[Document section]
------------------------------------------------------------------------
The station closed in 1940 (along with nearby Marlborough Street Magistrates Court) to be replaced with an integrated West End Central Police Station at Savile Row, with the street being renamed Piccadilly Place. A subsequent rise in foot traffic around the area, and associated crime, led to the station being re-opened in 1966, with the street being renamed back to Vine Street in 1972. The police station closed in 1997 and the building was demolished in 2005 for redevelopment.

Events and incidents
The Dutch artist Peter Scheemakers moved into a house on the western edge of Vine Street around 1741. He stayed there until 1769, when he returned to Antwerp.

On 2 September 1791, composer Frantisek Kotzwara died at prostitute Susannah Hill's house at No. 5 Vine Street from erotic asphyxiation following a sexual act that involved tying his neck to a doorknob. Hill was charged with Kotzwara's murder but later acquitted.

In 1895, the Marquess of Queensbury was charged at Vine Street Police Station with libel against Oscar Wilde. This ultimately led to Wilde's arrest and subsequent imprisonment. On 29 May 1901, the stonemason James Schulty reported he had information about the murder of Mary Ann Austin but refused to reveal details anywhere except the Vine Street Police Station. The information was discarded by the Metropolitan Police as of little value.

In 1928, an officer working at the station was sacked after it was revealed he had been gathering bribes from local nightclubs and brothels, acquiring over £17,000 (now £) in the process. The officer subsequently committed suicide and the station is said to be haunted by his ghost. Related incidents include reports of papers being inexplicably moved, and an officer hearing footsteps despite knowing he was the only one in the station.
------------------------------------------------------------------------
[Data provided]
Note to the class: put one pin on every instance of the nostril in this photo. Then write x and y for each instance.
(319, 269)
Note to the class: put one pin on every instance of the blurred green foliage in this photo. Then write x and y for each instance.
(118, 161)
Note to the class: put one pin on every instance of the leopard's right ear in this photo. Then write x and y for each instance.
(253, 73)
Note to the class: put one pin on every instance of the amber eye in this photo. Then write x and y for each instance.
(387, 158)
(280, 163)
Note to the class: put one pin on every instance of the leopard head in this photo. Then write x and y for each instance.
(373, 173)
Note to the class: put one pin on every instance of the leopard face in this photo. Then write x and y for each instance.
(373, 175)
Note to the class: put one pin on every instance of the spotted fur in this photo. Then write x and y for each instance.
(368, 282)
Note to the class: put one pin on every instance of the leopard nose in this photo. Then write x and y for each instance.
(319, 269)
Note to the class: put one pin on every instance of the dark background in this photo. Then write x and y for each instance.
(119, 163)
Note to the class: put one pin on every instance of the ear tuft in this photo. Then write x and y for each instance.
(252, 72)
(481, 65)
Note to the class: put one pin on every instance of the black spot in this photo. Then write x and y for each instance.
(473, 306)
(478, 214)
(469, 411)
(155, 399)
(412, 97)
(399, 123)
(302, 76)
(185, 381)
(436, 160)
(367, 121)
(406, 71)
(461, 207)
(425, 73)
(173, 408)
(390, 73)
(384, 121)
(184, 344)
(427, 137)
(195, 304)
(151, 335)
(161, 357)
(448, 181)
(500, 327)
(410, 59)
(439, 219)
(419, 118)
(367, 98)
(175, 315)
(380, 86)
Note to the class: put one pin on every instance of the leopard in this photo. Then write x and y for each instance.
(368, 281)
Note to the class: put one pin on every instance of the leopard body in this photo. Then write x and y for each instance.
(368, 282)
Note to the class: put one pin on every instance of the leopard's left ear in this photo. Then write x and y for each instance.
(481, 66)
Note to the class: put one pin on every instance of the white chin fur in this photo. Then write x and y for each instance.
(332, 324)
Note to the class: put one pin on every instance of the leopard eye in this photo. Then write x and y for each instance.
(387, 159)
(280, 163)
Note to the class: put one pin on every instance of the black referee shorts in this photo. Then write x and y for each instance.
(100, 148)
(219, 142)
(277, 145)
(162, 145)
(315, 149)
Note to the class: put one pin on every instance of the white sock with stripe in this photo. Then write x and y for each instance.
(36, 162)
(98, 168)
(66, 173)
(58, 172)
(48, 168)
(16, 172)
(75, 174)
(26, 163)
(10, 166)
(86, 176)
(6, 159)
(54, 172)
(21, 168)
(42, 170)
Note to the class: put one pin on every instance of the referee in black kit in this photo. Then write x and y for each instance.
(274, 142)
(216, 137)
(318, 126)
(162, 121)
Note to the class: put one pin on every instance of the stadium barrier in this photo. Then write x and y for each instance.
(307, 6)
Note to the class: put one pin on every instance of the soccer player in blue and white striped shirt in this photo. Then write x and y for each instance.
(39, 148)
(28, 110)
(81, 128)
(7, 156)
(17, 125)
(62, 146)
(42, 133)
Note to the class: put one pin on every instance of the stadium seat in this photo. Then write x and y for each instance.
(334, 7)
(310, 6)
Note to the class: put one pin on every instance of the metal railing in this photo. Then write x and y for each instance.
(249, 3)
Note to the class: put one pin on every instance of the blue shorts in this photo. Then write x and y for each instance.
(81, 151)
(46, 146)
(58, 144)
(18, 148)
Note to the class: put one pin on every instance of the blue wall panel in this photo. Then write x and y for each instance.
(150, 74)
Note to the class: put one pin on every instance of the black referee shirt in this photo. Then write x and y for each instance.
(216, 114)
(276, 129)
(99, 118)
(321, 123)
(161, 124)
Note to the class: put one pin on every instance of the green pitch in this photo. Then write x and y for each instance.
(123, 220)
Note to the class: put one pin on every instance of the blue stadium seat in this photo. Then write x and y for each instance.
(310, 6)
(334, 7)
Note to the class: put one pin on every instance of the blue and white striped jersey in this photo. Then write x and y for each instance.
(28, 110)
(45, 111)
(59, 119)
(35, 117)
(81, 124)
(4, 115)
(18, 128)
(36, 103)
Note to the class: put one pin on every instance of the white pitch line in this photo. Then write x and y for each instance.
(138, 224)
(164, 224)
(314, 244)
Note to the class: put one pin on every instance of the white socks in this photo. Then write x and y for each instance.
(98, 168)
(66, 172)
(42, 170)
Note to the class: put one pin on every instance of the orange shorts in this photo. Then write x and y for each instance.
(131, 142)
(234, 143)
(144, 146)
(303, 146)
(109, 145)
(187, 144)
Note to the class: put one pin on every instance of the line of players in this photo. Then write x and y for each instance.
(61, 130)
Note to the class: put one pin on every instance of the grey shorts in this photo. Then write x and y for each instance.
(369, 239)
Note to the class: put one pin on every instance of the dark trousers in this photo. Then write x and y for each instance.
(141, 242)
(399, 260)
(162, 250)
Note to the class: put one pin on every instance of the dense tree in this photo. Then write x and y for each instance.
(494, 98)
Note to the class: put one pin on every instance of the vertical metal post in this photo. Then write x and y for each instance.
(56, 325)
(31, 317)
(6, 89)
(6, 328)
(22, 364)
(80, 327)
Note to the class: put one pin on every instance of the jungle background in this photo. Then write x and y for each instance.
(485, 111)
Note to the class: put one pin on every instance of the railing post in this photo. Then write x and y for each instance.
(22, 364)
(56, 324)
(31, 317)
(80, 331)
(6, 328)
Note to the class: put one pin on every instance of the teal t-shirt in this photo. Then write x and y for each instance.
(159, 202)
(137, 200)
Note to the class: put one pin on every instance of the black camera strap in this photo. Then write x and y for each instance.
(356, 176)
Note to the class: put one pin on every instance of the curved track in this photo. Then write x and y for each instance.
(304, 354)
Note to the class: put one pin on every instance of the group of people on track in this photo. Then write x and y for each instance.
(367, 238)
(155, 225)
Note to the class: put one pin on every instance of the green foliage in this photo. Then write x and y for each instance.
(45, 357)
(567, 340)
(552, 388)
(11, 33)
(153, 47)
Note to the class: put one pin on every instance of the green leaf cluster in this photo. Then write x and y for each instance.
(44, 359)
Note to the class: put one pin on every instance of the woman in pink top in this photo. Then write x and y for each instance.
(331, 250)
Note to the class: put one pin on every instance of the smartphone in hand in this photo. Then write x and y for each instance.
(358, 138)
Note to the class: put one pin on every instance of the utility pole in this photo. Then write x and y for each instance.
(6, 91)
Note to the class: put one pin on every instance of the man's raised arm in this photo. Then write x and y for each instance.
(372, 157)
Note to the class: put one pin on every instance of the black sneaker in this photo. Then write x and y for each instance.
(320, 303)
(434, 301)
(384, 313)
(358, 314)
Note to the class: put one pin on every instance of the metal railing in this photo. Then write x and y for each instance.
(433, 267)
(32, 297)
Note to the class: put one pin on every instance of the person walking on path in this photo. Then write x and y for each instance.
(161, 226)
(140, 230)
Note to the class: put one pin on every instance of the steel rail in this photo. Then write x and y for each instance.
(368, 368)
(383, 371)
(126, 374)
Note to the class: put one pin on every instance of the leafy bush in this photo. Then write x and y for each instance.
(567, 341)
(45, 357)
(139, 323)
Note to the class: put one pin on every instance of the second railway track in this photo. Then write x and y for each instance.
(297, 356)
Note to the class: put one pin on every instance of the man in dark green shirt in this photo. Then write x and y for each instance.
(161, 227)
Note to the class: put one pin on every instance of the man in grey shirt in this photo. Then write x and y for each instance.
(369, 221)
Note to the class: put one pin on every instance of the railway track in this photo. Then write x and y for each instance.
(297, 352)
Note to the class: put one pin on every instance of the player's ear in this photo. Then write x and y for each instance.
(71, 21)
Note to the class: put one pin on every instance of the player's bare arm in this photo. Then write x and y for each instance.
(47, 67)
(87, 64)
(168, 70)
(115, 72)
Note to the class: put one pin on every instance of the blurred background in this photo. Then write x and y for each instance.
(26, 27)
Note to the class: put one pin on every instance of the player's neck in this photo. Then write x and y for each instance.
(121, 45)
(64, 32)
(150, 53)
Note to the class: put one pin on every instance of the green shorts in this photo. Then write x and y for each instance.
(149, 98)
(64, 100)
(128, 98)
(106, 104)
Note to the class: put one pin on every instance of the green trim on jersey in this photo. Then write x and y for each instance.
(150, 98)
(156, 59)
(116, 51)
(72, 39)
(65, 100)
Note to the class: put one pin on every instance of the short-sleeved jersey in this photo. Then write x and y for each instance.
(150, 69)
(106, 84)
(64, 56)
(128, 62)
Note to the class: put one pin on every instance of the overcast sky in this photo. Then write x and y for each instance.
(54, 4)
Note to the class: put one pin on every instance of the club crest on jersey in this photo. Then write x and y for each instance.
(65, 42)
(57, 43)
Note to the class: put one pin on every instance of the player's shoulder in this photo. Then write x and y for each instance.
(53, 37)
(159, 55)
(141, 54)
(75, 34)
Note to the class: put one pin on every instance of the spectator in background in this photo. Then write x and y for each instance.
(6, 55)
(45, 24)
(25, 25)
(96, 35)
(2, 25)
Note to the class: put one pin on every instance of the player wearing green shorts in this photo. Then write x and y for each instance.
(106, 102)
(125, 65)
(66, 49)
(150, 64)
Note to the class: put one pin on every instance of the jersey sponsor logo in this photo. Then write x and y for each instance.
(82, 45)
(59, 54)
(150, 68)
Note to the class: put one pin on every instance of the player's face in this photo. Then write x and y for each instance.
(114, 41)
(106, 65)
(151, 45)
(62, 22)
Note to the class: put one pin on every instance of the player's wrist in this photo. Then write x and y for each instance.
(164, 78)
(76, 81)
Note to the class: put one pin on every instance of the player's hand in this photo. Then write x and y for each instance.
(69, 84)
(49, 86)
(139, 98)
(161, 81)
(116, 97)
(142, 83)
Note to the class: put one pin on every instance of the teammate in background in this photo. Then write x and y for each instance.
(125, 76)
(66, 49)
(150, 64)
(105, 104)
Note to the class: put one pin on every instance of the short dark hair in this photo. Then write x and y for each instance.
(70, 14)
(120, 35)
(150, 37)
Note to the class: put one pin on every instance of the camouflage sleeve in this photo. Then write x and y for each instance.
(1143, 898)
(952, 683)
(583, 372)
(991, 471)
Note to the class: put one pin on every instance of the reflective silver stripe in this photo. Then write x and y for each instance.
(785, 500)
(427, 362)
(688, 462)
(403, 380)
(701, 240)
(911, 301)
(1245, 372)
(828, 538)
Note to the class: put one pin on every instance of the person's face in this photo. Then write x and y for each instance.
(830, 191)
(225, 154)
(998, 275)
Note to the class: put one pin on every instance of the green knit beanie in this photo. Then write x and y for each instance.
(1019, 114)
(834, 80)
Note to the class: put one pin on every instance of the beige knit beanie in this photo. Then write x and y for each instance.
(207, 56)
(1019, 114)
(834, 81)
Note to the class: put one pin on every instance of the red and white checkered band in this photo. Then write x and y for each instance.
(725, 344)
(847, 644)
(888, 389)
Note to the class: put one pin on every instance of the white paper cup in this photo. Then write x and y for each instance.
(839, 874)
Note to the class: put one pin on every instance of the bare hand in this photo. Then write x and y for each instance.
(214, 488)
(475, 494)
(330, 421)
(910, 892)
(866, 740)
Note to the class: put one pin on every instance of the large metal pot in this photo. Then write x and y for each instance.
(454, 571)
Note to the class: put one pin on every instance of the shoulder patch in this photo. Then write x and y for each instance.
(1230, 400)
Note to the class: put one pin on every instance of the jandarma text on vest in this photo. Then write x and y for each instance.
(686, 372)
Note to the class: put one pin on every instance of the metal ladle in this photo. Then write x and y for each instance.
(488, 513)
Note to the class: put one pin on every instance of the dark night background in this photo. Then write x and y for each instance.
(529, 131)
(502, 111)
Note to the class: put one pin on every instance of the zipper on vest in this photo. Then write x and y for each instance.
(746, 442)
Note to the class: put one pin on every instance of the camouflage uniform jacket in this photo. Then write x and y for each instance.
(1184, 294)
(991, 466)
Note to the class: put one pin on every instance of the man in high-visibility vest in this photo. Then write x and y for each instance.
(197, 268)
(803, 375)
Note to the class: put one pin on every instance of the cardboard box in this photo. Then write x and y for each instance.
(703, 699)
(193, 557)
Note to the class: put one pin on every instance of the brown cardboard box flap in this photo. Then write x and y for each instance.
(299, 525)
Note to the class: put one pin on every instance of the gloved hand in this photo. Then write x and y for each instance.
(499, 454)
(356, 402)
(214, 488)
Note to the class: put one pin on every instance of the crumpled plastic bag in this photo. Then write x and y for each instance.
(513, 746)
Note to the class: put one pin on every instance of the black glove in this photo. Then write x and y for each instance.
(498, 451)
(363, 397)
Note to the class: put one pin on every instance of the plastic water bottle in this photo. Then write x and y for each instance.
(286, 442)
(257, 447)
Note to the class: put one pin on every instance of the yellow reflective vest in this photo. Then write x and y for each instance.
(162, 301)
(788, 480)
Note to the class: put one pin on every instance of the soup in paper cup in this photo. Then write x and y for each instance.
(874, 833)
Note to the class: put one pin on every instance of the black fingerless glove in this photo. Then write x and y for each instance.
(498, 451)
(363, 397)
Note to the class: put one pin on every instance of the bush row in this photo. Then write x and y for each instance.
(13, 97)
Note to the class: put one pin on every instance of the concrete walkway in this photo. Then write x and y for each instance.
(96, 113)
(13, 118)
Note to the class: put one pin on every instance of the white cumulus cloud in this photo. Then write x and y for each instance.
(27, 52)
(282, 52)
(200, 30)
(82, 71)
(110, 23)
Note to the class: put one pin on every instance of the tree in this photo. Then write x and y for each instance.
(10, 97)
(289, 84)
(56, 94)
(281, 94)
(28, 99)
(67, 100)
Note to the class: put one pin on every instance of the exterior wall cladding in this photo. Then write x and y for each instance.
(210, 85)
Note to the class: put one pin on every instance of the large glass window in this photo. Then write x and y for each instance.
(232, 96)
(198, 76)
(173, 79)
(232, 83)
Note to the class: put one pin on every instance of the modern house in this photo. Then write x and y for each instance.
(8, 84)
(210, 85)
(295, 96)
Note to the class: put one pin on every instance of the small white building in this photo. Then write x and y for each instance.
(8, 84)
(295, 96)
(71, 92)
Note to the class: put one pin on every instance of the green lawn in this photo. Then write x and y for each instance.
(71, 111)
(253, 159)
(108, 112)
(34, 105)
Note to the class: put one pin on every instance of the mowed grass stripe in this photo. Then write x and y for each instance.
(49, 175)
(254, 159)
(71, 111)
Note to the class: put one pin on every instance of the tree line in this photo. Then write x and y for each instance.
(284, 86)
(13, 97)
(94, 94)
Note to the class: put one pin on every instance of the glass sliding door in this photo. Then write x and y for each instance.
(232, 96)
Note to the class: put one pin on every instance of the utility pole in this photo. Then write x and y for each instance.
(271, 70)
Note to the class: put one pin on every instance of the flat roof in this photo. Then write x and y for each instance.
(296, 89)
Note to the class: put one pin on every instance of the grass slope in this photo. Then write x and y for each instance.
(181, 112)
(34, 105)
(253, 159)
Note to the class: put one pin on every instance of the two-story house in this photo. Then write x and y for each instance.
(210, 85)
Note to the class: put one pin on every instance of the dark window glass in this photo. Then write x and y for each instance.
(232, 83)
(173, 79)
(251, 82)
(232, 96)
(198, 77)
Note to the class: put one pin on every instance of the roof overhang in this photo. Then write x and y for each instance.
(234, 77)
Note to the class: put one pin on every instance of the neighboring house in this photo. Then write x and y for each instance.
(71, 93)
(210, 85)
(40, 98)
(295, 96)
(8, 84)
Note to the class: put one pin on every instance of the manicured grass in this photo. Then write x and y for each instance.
------------------------------------------------------------------------
In the Vine Street text above, what year did the police station re-open?

[Solution below] 1966